- **EXTRAIT CHOISI**:
____

L'ordonnance de clôture, rendue le 15 mars 2018, a été révoquée sur l'accord exprès des parties, et la clôture est de nouveau intervenue le 15 mai 2018.

MOTIFS

- Sur les demandes de rappel de salaires :

Sur les commissions 2013 et 2014:

L'avenant au contrat de travail de Madame Y... signé le 2 mai 2011 prévoit, au titre de la part variable de sa rémunération:

'le plan d'intéressement :

21 : Danielle conservera les 12'000 € annuels de commissions qu'elle a, bon an, mal an, la rémunération fixe de base étant destinée à reconnaître le supplément de responsabilité entraînée par le statut cadre.

Ces 12'000 € de commissions annuelles seront conservées sous réserve que le chiffre d'affaires ne descende pas en dessous de 800'000 € (chiffre sur lequel elle était commissionnée jusqu'à maintenant). Si le chiffre d'affaires passe en dessous de ce montant, la commission sera réduite dans les mêmes proportions que la baisse de ce chiffre d'affaires.

22 : pour le management du service, et seulement pour 2011, une prime forfaitaire de 2000 € est prévue, selon deux critères : la définition d'une stratégie commerciale pour les trois ans à venir, et la définition des fiches de fonctions des personnes qui lui sont rattachées. Ces deux thèmes devront faire l'objet d'une validation de la part du comité de gestion.

Pour les années suivantes, le montant sera de 4000 €, et sera transformé en un pourcentage sur les nouveaux chiffres d'affaires réalisées sur la diversification. Il s'ajoutera au pourcentage défini à l'article 24.

23 : pour le service (Danielle, Danila et Jérôme), une commission sera versée sur le chiffre d'affaires réalisées au-delà de 1'400'000 €. Le taux prévu est de 3 %, et Danielle gère cette enveloppe pour son service.

24 : pour la diversification, un taux individuel de même nature et de même montant est prévu : 3 %. La diversification comprend : gestion de bases de données, phoning, et gestion des NPAI.

Il ne s'applique pas au chiffre d'affaires réalisées avec l'Unadev. Il ne s'applique pas également au chiffre d'affaires portant sur ces domaines et déjà réalisé actuellement.

Il s'applique sous réserve que le niveau minimum de chiffre d'affaires sur le métier actuel de PRESTA, et stipulé à l'article 23, soit respecté.

Le taux de 3 % s'applique pour Danielle aux affaires qu'elle a signées directement.

Pour les affaires signées par ses collaborateurs, le taux de 3 % est réparti entre 0,5 % pour Danielle, et 2,5 % pour ses collaborateurs.

25 : enfin, Danielle reste éligible, comme tout le personnel, à la prime de fin d'année, décidée par le directeur. »

À l'appui de ses demandes, Madame Y... produit un décompte des sommes qui lui sont dues en application des articles 21 à 24-2 de l'avenant au contrat de travail du 5 mai 2011.

L'association EI PRESTA ne verse aux débats aucune lettre de mission postérieure à l'avenant du 5 mai 2011.

____

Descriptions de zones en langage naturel
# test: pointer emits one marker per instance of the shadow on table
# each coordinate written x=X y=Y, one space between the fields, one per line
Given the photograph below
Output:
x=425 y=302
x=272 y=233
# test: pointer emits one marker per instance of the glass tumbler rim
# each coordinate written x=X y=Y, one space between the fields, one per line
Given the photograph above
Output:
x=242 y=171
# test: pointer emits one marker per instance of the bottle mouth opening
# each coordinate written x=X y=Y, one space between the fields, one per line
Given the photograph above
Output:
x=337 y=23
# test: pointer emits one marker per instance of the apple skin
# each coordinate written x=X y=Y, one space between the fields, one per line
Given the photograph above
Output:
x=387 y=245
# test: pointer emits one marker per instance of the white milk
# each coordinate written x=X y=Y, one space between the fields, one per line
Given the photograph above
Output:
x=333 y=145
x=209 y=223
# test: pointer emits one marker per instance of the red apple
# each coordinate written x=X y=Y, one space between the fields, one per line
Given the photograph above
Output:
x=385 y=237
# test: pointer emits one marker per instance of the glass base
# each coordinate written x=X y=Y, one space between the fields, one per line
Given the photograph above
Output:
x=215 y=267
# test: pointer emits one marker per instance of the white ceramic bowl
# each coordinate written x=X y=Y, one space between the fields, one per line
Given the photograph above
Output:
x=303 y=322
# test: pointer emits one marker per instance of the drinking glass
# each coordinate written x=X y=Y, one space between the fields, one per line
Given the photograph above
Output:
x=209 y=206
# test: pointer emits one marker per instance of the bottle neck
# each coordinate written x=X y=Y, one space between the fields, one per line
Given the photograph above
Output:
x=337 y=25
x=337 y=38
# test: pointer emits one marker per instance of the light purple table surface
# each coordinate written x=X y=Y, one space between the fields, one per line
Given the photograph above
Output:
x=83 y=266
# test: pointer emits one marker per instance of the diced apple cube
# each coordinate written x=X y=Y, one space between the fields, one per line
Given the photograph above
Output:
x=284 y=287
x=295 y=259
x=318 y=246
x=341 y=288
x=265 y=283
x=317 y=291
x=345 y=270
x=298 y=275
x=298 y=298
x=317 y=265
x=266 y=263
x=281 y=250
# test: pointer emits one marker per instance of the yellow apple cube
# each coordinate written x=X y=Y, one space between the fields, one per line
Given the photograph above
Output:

____

- **CONSIGNE**: Reprenez, s'il vous plaît, l'extrait sur les rappels de salaire de Madame Y... et poursuivez-en la rédaction après sa dernière phrase. Les items forment un ensemble distinct, sans lien avec l'extrait.

- **CORRIGÉ**:
Pour l'année 2013 les tableaux qu'elle produit faisant apparaître le chiffre d'affaires pour cette même année, sans autre indication, ne sont pas de nature à constituer pour Madame Y... un engagement de nature contractuelle à réaliser le chiffre d'affaires projeté.

La salariée est en conséquence fondée à solliciter pour l'année 2013 la somme de 17'046,54 € au titre du rappel des commissions outre les congés payés afférents, soit

1 704,65 €, déduction faite de la prime de 12'000 € qui lui a été réglée en avril 2014, l'association ne produisant aux débats aucun élément de nature à remettre en cause le calcul opéré par la salariée, au regard du contrat de travail et de son avenant.

Pour l'année 2014, Madame Y... expose que, malgré une sommation de communiquer, elle n'a pas connnaissance du chiffre d'affaires effectivement réalisé en 2014 par elle-même et son équipe.

Elle soutient qu'en refusant de communiquer ces éléments, l'Association EI PRESTA a commis une faute et lui cause nécessairement un préjudice, et sollicite à titre de dommages et intérêts la somme de 10.000 € sur le fondement de l'article 1240 du Code civil.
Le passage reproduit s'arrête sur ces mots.